• _Task details_: The records that follow must be transcribed in full, without any change.

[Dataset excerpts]
[Start of Attachment]

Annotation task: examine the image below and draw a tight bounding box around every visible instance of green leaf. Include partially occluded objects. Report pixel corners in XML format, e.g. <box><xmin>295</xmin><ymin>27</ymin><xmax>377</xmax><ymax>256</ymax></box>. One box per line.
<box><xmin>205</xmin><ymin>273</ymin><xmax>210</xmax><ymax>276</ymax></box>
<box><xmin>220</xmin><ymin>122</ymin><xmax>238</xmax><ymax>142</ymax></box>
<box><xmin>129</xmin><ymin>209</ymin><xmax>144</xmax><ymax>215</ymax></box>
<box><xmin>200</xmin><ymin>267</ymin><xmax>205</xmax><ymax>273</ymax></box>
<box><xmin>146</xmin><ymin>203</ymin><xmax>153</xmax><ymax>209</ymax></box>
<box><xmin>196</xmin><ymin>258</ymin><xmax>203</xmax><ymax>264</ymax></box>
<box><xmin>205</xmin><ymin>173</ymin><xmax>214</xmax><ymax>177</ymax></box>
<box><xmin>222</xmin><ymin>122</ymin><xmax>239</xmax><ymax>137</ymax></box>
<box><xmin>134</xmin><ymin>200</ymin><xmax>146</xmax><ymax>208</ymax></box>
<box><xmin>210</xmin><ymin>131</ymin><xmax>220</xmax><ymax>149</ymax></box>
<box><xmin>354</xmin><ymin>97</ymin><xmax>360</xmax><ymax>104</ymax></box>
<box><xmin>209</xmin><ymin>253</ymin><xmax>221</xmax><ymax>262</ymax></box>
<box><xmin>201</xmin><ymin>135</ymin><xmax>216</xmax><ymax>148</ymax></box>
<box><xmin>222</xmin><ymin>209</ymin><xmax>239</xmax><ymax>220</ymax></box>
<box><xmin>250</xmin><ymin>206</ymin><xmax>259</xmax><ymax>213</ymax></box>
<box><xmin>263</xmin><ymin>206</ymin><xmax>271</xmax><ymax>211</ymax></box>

[End of Attachment]

• _Response below_:
Annotation task: examine the image below and draw a tight bounding box around every visible instance of green leaf. Include partially occluded objects. Report pixel corners in XML format, e.g. <box><xmin>295</xmin><ymin>27</ymin><xmax>377</xmax><ymax>256</ymax></box>. One box per line.
<box><xmin>205</xmin><ymin>273</ymin><xmax>210</xmax><ymax>276</ymax></box>
<box><xmin>220</xmin><ymin>122</ymin><xmax>238</xmax><ymax>142</ymax></box>
<box><xmin>129</xmin><ymin>209</ymin><xmax>144</xmax><ymax>215</ymax></box>
<box><xmin>200</xmin><ymin>267</ymin><xmax>205</xmax><ymax>273</ymax></box>
<box><xmin>146</xmin><ymin>203</ymin><xmax>153</xmax><ymax>209</ymax></box>
<box><xmin>196</xmin><ymin>258</ymin><xmax>203</xmax><ymax>264</ymax></box>
<box><xmin>205</xmin><ymin>173</ymin><xmax>214</xmax><ymax>177</ymax></box>
<box><xmin>222</xmin><ymin>122</ymin><xmax>239</xmax><ymax>137</ymax></box>
<box><xmin>134</xmin><ymin>200</ymin><xmax>146</xmax><ymax>208</ymax></box>
<box><xmin>210</xmin><ymin>131</ymin><xmax>220</xmax><ymax>149</ymax></box>
<box><xmin>354</xmin><ymin>97</ymin><xmax>360</xmax><ymax>104</ymax></box>
<box><xmin>209</xmin><ymin>253</ymin><xmax>221</xmax><ymax>262</ymax></box>
<box><xmin>201</xmin><ymin>135</ymin><xmax>216</xmax><ymax>148</ymax></box>
<box><xmin>222</xmin><ymin>209</ymin><xmax>239</xmax><ymax>220</ymax></box>
<box><xmin>250</xmin><ymin>206</ymin><xmax>259</xmax><ymax>213</ymax></box>
<box><xmin>263</xmin><ymin>206</ymin><xmax>271</xmax><ymax>211</ymax></box>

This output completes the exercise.